Objetivo 1 -
Copie as linhas dos registros do começo deles até a linha que tem "point(27, 70)", incluindo as duas pontas.
Objetivo 2 -
Escreva a continuação do texto sobre a igreja local, a partir do ponto em que ele termina.

Trecho do documento -
--------------------
Por
Mark Dever
Desde que me tornei um
cristão no Ensino Médio, o papel da congregação local tem sido importante para
mim. Eu me lembro de gastar algumas (tudo bem, muitas) horas, no meu primeiro
verão após tornar-me cristão, na biblioteca da minha igreja, compilando
estatísticas acerca da crescente membresia de nossa igreja, e comparando-as em
uma tabela com nossa frequência cada vez menor aos cultos. O gráfico que
fiz a partir de minha pesquisa, naquela era pré-computador, era um simples
quadro em um cartaz, com linhas cuidadosamente desenhadas para a membresia e a
freqüência, que divergiam notadamente em algum lugar nos anos 1940 ou 1950.
Embora eu tenha gastado horas e horas naquele cartaz – e nos diagramas por trás
dele –, ele ocupava apenas o mais limitado dos espaços em uma proeminente
parede em nossa igreja. Eu o afixei sem autorização (não havia levado isso em
consideração). Devida e rapidamente autorizada, contudo, foi a sua retirada.
À medida que eu crescia
como cristão, e meu entendimento da graça de Deus aumentava durante meus anos
de graduação e de seminário, minha preocupação com o nominalismo na igreja
também crescia. Muitas ditas “conversões” pareciam obviamente falsas para mim.
E eu me tornei cada vez mais desconfiado do evangelismo que havia gerado esses
diagramas inflados e, mais importante, essas pessoas ao mesmo tempo tão seguras
e tão inativas.
Durante meu doutorado,
contudo, cerca de dez anos atrás, minha mente começou a concentrar-se ainda
mais no tema da igreja, especialmente na centralidade da congregação local. Eu
me lembro, certo dia, de ter uma discordância com um amigo que trabalhava em um
ministério paraeclesiástico. Ele e eu freqüentávamos a mesma igreja. Eu havia
me tornado membro desde que me mudara para a cidade; ele, dois anos depois,
havia escolhido meramente freqüentar. E, mesmo assim, ele vinha apenas para o
culto da manhã, e apenas na metade dele, quando era o momento do sermão. Então,
um dia, eu decidi questioná-lo acerca disso.
--------------------
Dados do exercício -
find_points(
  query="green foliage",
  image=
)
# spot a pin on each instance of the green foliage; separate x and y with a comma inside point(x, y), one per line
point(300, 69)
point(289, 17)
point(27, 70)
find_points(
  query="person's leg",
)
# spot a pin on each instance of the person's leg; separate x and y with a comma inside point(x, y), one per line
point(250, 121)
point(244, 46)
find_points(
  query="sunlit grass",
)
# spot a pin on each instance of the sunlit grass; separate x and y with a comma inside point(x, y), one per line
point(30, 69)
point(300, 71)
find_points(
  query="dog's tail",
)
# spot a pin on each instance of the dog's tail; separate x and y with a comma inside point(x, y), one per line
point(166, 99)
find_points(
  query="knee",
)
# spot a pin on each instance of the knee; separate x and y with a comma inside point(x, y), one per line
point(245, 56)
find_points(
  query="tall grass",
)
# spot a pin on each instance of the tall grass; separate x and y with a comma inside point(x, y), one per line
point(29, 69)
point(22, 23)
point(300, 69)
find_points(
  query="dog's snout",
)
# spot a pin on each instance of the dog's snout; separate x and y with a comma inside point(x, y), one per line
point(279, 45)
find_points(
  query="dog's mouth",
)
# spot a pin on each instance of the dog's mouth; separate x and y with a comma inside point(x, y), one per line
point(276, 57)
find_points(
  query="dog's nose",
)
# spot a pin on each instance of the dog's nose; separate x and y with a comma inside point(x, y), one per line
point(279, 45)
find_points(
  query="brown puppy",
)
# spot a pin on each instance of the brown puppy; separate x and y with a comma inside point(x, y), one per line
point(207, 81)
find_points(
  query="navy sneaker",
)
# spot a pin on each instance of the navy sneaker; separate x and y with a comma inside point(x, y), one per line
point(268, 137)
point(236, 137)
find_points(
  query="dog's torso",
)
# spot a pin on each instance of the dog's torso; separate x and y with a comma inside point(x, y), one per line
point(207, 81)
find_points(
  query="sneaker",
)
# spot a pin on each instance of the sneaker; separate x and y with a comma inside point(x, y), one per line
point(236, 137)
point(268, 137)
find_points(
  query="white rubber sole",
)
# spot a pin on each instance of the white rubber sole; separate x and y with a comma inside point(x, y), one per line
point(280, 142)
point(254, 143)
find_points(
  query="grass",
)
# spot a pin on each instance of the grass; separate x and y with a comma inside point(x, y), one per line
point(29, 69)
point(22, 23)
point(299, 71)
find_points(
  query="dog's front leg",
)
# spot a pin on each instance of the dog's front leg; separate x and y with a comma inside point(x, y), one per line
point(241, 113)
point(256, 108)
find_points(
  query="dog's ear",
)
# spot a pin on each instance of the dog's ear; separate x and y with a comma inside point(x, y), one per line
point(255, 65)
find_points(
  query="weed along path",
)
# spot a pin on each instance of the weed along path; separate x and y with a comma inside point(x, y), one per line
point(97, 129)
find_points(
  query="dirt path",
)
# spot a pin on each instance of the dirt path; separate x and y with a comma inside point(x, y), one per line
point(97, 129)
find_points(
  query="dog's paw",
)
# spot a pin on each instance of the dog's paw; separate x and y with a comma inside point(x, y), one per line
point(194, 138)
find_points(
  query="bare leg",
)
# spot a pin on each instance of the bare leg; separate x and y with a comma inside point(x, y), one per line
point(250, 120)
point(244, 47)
--------------------
Resposta 1 -
find_points(
  query="green foliage",
  image=
)
# spot a pin on each instance of the green foliage; separate x and y with a comma inside point(x, y), one per line
point(300, 69)
point(289, 17)
point(27, 70)

Resposta 2 -
Ele respondeu com sua
costumeira honestidade e transparência. “Na verdade, eu não tenho nenhum prazer
no resto do culto”, ele disse. “Você já pensou em tornar-se membro da igreja?”,
eu perguntei. Genuinamente surpreso, com um cacarejo inocente ele respondeu:
“Tornar-me membro da igreja? Eu honestamente não sei por que faria isso. Eu sei
para que estou aqui, e essas pessoas simplesmente me desacelerariam”. Essas
palavras soam frias quando as leio, mas elas foram proferidas com o fervor
típico, genuíno e humilde de um evangelista cheio de dons que não queria
desperdiçar uma hora do tempo do Senhor. Ele queria dispor seu tempo para o
melhor uso possível, e todas as preocupações e incômodos envolvidos em
tornar-se oficialmente membro de uma igreja faziam aquilo parecer de todo
irrelevante.
“Desacelerar” – suas
palavras reverberavam em minha mente. “Desacelerar”. Vários pensamentos
competiam em minha mente, mas tudo o que eu havia dito era uma simples pergunta
– “Mas você já pensou que, se der os braços a essas pessoas, sim, elas podem
desacelerá-lo, mas você pode ajudar a acelerá-las? Você já pensou que isso pode
ser parte do plano de Deus para elas, e para você?”. A conversa continuou, mas
a porção crucial e decisiva para o meu próprio pensamento era essa. Deus deseja
nos usar na vida uns dos outros – mesmo quando isso aparentemente implicar um
custo espiritual para nós.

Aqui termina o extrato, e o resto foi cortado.